Edit the records below so that every occurrence of "drop a marker" becomes "place a pin", and keep every other line and character as it is.
[BEGIN Recorded information]
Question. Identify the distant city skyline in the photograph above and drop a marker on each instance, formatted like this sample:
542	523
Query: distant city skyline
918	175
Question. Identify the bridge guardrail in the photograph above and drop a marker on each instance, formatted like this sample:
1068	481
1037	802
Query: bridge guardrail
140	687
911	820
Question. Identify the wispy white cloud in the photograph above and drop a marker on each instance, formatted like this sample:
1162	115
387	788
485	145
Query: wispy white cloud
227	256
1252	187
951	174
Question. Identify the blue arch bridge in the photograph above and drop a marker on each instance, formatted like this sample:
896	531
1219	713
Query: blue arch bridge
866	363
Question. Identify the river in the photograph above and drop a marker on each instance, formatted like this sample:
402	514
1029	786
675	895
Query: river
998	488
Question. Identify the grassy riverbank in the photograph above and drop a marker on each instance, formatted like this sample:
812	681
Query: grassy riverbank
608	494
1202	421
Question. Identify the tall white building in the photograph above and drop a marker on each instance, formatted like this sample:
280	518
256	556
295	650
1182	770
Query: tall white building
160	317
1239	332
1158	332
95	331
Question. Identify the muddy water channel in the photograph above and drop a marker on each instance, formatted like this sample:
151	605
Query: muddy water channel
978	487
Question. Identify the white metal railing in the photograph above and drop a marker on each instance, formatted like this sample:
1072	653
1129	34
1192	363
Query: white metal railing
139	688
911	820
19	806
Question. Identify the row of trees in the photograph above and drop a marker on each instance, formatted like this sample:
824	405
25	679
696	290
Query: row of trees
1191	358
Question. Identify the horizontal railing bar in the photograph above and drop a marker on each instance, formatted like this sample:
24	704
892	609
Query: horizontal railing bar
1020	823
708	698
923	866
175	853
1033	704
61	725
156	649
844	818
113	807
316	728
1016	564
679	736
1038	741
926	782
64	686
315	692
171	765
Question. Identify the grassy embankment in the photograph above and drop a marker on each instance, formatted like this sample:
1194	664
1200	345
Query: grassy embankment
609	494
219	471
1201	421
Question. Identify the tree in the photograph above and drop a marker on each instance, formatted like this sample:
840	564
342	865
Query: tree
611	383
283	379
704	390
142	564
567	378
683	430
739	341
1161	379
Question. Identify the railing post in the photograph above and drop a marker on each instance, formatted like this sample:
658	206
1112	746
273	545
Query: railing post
[END Recorded information]
Full answer:
Question. Identify the distant city skyline in the photograph above and place a pin on each instance, formatted like this sample:
542	523
Query: distant city skyline
918	175
Question. Identify the bridge guardrail in the photograph above and place a pin on each instance, formatted like this sample:
1068	481
1037	802
Query: bridge guardrail
140	687
911	820
Question. Identify the wispy white cloud in the photograph above and place a pin on each instance, formatted like this sample:
1162	115
387	788
485	145
Query: wispy white cloud
227	256
1252	187
951	174
Question. Identify the blue arch bridge in the photograph above and place a pin on each instance, formatted like this sample:
896	531
1219	713
Query: blue arch bridge
866	363
Question. Identify the river in the photograph above and place a pin on each instance, formatted like this sample:
402	514
1029	786
675	895
Query: river
998	488
Question. Identify the grassy riverbank in the photograph above and place a pin on each instance, formatted like this sample:
812	681
Query: grassy riverbank
608	494
1202	421
Question. Identify the tall white building in the photograph above and place a pin on each instance, formatted like this sample:
280	518
256	556
295	650
1182	770
Query: tall white building
160	317
1239	332
1158	332
95	331
Question. Identify the muddy water channel in the photograph above and place a pin on each instance, formatted like this sample:
151	605
Query: muddy water channel
978	487
Question. Identify the white metal railing in the photograph above and place a pin on each instance, formatted like this sample:
1072	653
1129	34
1192	363
Query: white metal railing
139	688
911	820
19	806
Question. Identify the row of trees in the photograph above and place a pin on each instance, formatted like this sample:
824	405
25	679
696	290
Query: row of trees
1191	358
Question. Identify the horizontal railing bar in the photograph above and place a pin on each instance, formatted like this sample:
24	704
892	609
Query: horizontal railing bar
1020	823
708	698
923	866
175	853
1033	704
61	725
156	649
844	818
113	807
316	728
1016	564
679	736
1038	741
926	782
64	686
315	692
171	765
Question. Identify the grassy embankment in the photograph above and place a pin on each instance, formatted like this sample:
1194	664
1200	345
Query: grassy embankment
609	494
219	471
1201	421
Question. Identify the tree in the photograph above and place a pin on each instance, formatted like this sample:
840	564
342	865
Query: tree
611	383
283	379
704	390
142	564
567	378
683	430
739	341
1161	379
Question. Identify the railing post in the photograph above and place a pin on each instance, formatted like this sample:
658	206
1112	746
273	545
Query: railing post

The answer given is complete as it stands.